WHAT THIS TASK INVOLVES
In the entries below, find the line with "find the red stripe" and the line with "find the turtle front leg in the photo above". Reproduce those two lines and every line between them exactly, and nothing more.

RECORDS PROVIDED

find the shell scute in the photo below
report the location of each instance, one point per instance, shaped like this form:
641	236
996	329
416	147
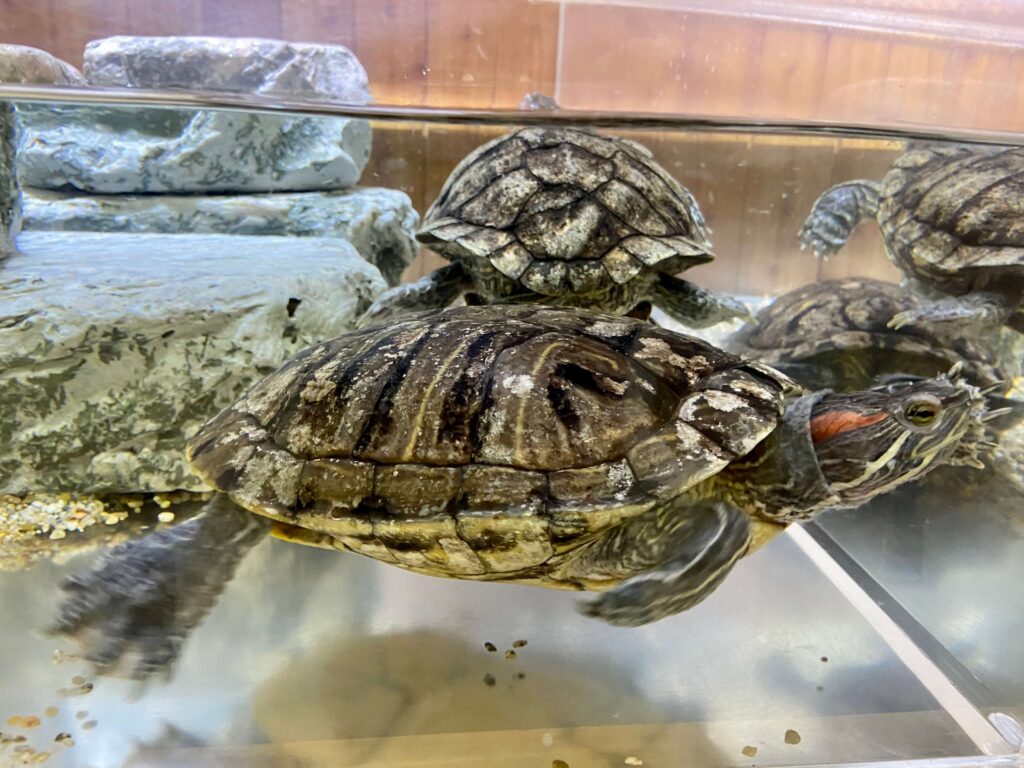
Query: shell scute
568	164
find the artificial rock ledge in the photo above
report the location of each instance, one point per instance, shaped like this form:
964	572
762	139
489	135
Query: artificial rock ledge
379	222
19	64
115	348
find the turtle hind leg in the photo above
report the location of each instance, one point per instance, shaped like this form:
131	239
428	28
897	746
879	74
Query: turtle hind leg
837	212
132	612
692	305
669	560
430	292
977	309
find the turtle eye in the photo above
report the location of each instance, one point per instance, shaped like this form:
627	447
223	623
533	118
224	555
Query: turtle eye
922	413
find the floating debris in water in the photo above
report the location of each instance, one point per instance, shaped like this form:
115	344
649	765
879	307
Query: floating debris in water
39	524
60	656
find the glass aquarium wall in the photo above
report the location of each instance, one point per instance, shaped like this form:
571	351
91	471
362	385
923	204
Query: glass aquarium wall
721	341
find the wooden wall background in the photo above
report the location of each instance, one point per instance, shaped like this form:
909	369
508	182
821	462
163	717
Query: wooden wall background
944	62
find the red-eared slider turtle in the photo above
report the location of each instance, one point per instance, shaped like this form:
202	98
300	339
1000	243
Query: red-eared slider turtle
563	449
951	218
565	217
836	335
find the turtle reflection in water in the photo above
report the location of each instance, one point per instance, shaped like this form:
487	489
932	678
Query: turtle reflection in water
562	216
561	449
837	334
950	216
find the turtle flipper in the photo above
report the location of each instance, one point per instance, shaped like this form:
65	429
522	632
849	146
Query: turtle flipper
837	212
433	291
692	305
132	612
671	558
978	309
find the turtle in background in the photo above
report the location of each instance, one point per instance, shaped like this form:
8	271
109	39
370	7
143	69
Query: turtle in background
539	445
566	217
952	219
836	335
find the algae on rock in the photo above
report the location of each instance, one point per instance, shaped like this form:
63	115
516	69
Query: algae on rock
115	348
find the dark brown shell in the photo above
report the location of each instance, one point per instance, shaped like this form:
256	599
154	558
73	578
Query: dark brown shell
562	210
835	335
952	215
476	441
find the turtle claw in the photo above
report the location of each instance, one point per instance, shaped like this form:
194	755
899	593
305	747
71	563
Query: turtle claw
616	607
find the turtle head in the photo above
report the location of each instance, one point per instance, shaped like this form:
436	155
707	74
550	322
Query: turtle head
868	442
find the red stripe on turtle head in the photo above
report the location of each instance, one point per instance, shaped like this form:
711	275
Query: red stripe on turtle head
833	423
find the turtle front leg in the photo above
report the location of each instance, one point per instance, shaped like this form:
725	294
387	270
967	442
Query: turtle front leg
978	309
692	305
132	612
836	214
430	292
664	561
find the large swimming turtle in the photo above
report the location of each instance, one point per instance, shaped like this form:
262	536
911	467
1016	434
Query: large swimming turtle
562	449
567	217
952	219
542	445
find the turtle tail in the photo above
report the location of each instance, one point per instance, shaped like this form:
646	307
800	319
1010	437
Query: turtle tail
837	212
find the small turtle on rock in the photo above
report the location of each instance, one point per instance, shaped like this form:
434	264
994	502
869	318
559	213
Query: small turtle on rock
562	216
836	335
951	218
548	446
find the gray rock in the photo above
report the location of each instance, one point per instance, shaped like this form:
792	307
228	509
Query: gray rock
115	348
143	150
19	64
10	205
380	223
223	64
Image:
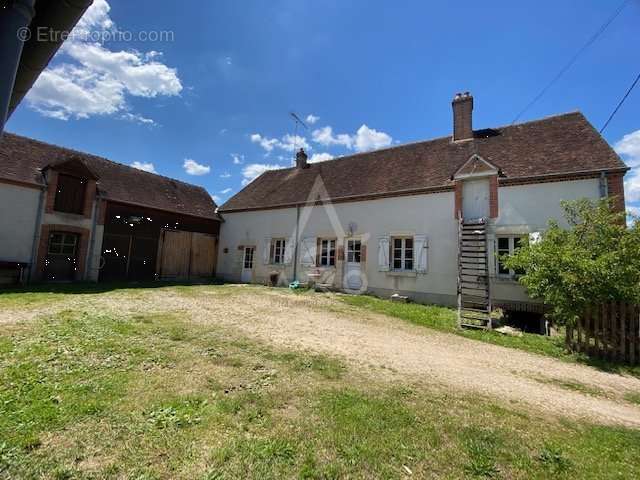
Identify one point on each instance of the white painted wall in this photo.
(522, 209)
(18, 210)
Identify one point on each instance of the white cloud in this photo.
(267, 143)
(632, 186)
(320, 157)
(147, 167)
(254, 170)
(324, 136)
(194, 168)
(95, 18)
(629, 147)
(287, 142)
(370, 139)
(94, 80)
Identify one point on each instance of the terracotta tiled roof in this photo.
(564, 144)
(21, 160)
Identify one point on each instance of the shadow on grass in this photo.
(102, 287)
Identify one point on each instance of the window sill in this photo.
(402, 273)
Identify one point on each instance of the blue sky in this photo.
(209, 102)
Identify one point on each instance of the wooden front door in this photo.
(475, 199)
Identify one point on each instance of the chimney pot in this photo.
(462, 105)
(301, 159)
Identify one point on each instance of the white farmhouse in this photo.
(425, 220)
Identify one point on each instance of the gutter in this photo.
(502, 181)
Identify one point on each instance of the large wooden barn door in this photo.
(186, 255)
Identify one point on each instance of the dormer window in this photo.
(70, 194)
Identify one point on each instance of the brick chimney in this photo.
(462, 116)
(301, 159)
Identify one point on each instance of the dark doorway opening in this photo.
(61, 259)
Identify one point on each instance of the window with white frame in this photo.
(277, 250)
(507, 245)
(402, 253)
(327, 252)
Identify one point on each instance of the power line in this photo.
(573, 59)
(620, 104)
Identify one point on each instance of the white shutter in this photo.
(383, 254)
(266, 250)
(309, 247)
(289, 246)
(420, 245)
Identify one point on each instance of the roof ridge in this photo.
(99, 157)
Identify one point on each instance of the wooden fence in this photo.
(610, 331)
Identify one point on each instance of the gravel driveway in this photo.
(391, 348)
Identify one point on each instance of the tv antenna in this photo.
(298, 121)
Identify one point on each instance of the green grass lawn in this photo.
(445, 319)
(86, 395)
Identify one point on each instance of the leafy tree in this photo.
(595, 260)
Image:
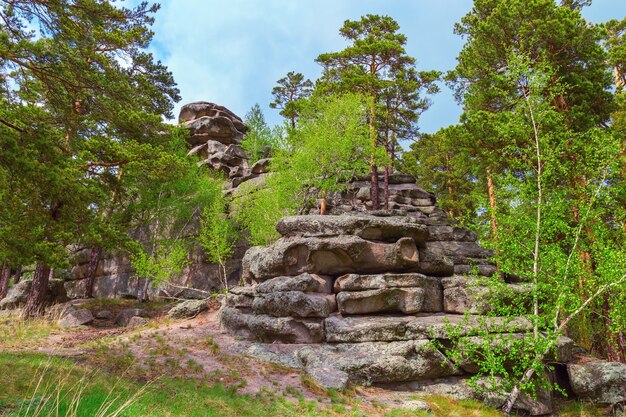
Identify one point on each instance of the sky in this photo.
(233, 52)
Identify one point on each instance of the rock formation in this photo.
(359, 296)
(215, 134)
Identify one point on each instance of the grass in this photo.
(168, 382)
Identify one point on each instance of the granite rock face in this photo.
(602, 382)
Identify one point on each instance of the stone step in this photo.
(271, 329)
(334, 366)
(355, 329)
(361, 225)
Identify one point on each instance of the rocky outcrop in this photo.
(601, 382)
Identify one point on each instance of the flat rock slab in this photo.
(74, 317)
(377, 362)
(601, 382)
(431, 286)
(367, 227)
(271, 329)
(188, 309)
(355, 329)
(463, 294)
(304, 282)
(295, 304)
(398, 300)
(328, 256)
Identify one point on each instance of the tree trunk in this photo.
(374, 187)
(18, 275)
(492, 202)
(143, 294)
(35, 304)
(386, 185)
(94, 260)
(4, 280)
(614, 341)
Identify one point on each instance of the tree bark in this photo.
(4, 280)
(94, 260)
(492, 202)
(386, 185)
(374, 187)
(35, 303)
(18, 275)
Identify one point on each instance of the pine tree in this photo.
(81, 101)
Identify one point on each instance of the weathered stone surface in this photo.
(261, 166)
(218, 128)
(137, 321)
(365, 226)
(380, 362)
(74, 317)
(294, 303)
(489, 392)
(104, 315)
(404, 300)
(601, 382)
(124, 316)
(433, 295)
(304, 282)
(188, 309)
(328, 376)
(272, 329)
(434, 264)
(16, 296)
(390, 328)
(355, 282)
(199, 109)
(464, 294)
(325, 256)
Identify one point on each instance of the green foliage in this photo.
(163, 263)
(539, 238)
(218, 234)
(328, 147)
(287, 95)
(258, 137)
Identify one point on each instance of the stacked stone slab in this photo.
(215, 134)
(358, 296)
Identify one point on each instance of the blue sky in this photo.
(232, 52)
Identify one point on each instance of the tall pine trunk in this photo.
(4, 280)
(386, 185)
(374, 186)
(18, 275)
(491, 190)
(35, 303)
(94, 260)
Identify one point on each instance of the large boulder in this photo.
(355, 329)
(124, 316)
(304, 282)
(294, 303)
(328, 256)
(188, 309)
(430, 295)
(16, 296)
(271, 329)
(394, 300)
(368, 227)
(378, 362)
(74, 317)
(601, 382)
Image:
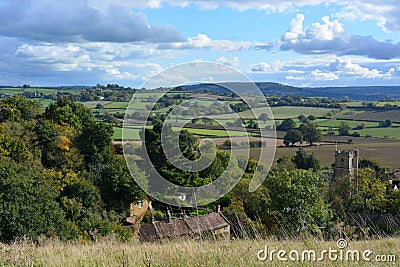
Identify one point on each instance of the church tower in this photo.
(346, 163)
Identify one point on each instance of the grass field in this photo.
(129, 134)
(116, 105)
(381, 132)
(351, 123)
(374, 115)
(381, 104)
(109, 252)
(215, 133)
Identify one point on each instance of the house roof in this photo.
(182, 227)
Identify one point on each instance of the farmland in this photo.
(380, 143)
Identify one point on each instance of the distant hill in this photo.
(362, 93)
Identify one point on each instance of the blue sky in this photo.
(300, 43)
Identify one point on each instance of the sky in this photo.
(299, 43)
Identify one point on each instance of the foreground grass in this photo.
(181, 253)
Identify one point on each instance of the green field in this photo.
(116, 105)
(287, 112)
(392, 132)
(129, 133)
(374, 115)
(214, 133)
(381, 104)
(351, 123)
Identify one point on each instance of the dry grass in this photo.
(109, 252)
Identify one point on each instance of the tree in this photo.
(365, 193)
(386, 123)
(344, 129)
(286, 125)
(312, 118)
(263, 117)
(311, 133)
(292, 137)
(305, 161)
(28, 202)
(303, 119)
(296, 202)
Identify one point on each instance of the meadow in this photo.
(109, 252)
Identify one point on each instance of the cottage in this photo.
(213, 225)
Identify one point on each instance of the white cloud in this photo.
(331, 38)
(346, 67)
(314, 75)
(202, 41)
(265, 67)
(261, 67)
(48, 20)
(233, 62)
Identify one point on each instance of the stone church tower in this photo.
(346, 163)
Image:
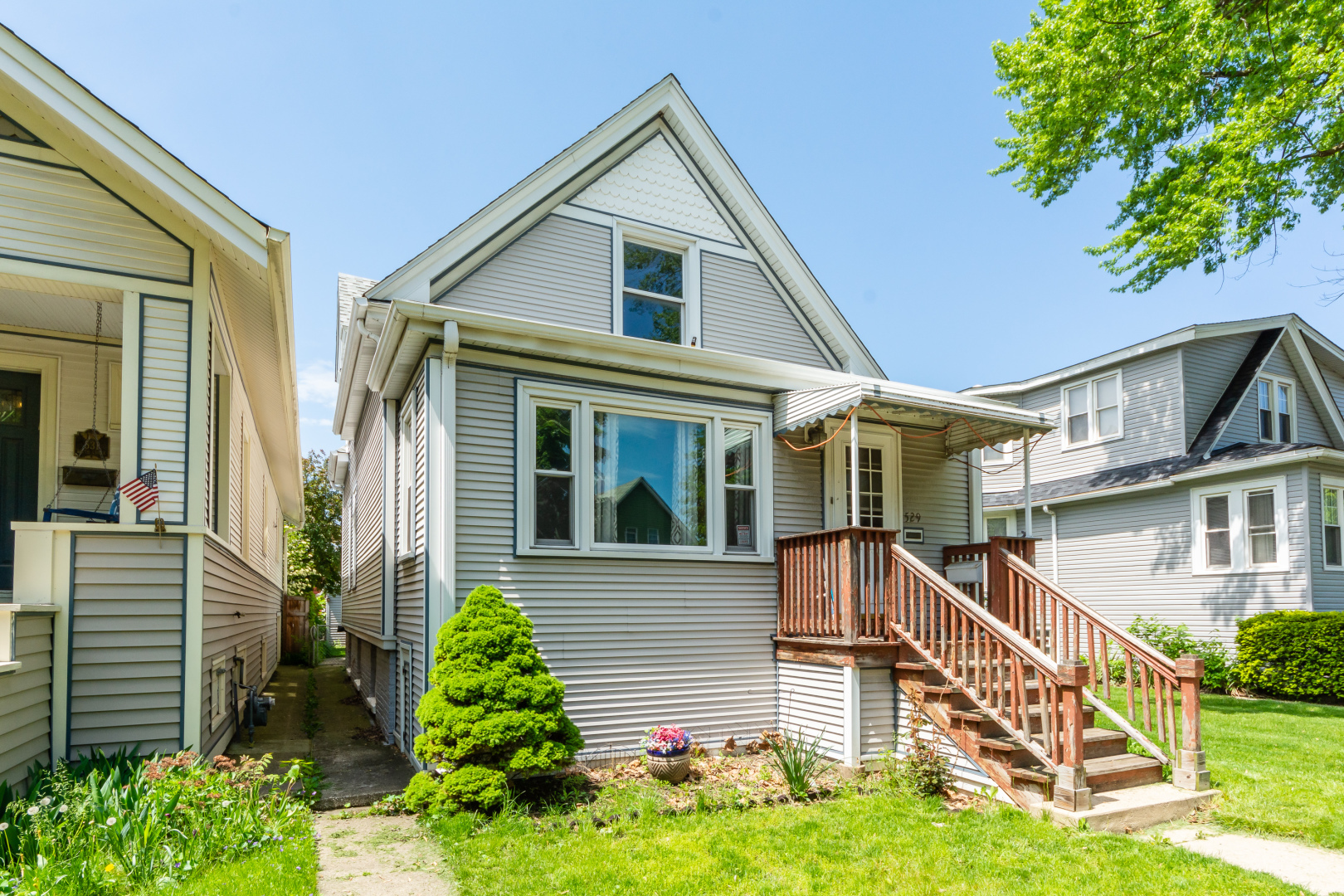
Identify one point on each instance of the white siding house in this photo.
(635, 295)
(1231, 437)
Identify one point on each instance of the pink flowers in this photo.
(665, 739)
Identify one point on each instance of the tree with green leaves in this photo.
(312, 550)
(1229, 116)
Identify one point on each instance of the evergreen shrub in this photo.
(1292, 653)
(494, 712)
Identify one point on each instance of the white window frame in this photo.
(838, 480)
(1274, 383)
(1093, 429)
(670, 241)
(218, 688)
(407, 483)
(1237, 525)
(583, 402)
(1337, 485)
(1008, 451)
(1010, 518)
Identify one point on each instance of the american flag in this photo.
(143, 490)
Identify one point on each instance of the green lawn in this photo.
(862, 844)
(290, 871)
(1277, 763)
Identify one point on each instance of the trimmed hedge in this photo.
(1292, 653)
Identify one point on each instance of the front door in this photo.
(21, 395)
(879, 469)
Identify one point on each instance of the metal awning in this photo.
(973, 419)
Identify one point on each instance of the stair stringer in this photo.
(969, 743)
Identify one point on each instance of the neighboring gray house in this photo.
(1198, 476)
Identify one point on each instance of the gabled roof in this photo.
(665, 109)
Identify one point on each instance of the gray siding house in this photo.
(608, 394)
(1196, 477)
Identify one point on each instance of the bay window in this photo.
(1239, 528)
(631, 475)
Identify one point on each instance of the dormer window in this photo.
(652, 304)
(1093, 411)
(1274, 398)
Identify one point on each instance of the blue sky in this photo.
(368, 130)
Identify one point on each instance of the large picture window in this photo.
(1239, 528)
(615, 473)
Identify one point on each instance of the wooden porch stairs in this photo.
(1012, 670)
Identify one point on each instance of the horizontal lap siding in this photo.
(743, 314)
(75, 407)
(231, 587)
(797, 490)
(1152, 421)
(812, 703)
(26, 702)
(636, 642)
(559, 271)
(61, 217)
(1210, 366)
(164, 402)
(936, 489)
(127, 646)
(1131, 557)
(362, 606)
(877, 711)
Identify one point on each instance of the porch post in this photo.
(854, 468)
(1025, 477)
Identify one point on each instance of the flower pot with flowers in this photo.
(668, 750)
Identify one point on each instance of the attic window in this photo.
(652, 305)
(1274, 401)
(10, 130)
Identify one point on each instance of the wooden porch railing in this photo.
(986, 553)
(834, 585)
(1064, 627)
(1003, 674)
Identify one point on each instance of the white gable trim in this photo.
(663, 106)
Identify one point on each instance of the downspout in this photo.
(1025, 479)
(1054, 542)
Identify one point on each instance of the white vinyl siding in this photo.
(231, 587)
(1129, 557)
(26, 702)
(812, 703)
(164, 402)
(636, 644)
(1151, 405)
(743, 314)
(127, 648)
(1244, 423)
(1209, 367)
(61, 217)
(650, 184)
(877, 712)
(559, 271)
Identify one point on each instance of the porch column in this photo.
(1025, 477)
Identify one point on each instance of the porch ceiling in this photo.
(973, 422)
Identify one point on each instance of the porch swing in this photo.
(90, 445)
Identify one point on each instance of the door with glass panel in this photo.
(19, 440)
(879, 476)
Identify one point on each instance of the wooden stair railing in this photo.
(1060, 626)
(1001, 672)
(834, 585)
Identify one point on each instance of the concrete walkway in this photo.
(1317, 871)
(358, 770)
(378, 856)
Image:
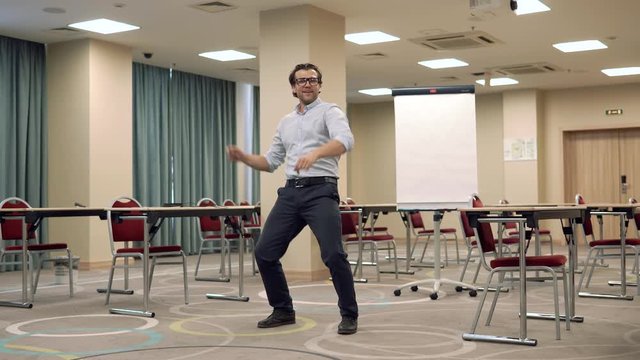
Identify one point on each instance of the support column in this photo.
(290, 36)
(522, 112)
(90, 139)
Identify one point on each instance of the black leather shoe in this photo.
(348, 326)
(278, 318)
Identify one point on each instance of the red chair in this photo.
(606, 248)
(548, 263)
(350, 237)
(37, 253)
(232, 233)
(420, 231)
(211, 238)
(125, 236)
(472, 244)
(510, 229)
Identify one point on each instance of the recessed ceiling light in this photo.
(498, 81)
(443, 63)
(227, 55)
(530, 7)
(376, 92)
(103, 26)
(584, 45)
(635, 70)
(370, 37)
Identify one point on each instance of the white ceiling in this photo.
(175, 33)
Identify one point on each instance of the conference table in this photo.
(625, 212)
(31, 220)
(530, 216)
(155, 216)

RESPONSE AREA
find the red stripe on turtle head in the photo above
report the location of each instance, one point per instance, shaped like this form:
711	275
Query: red stripe on turtle head
833	423
find the turtle front leg in the photo above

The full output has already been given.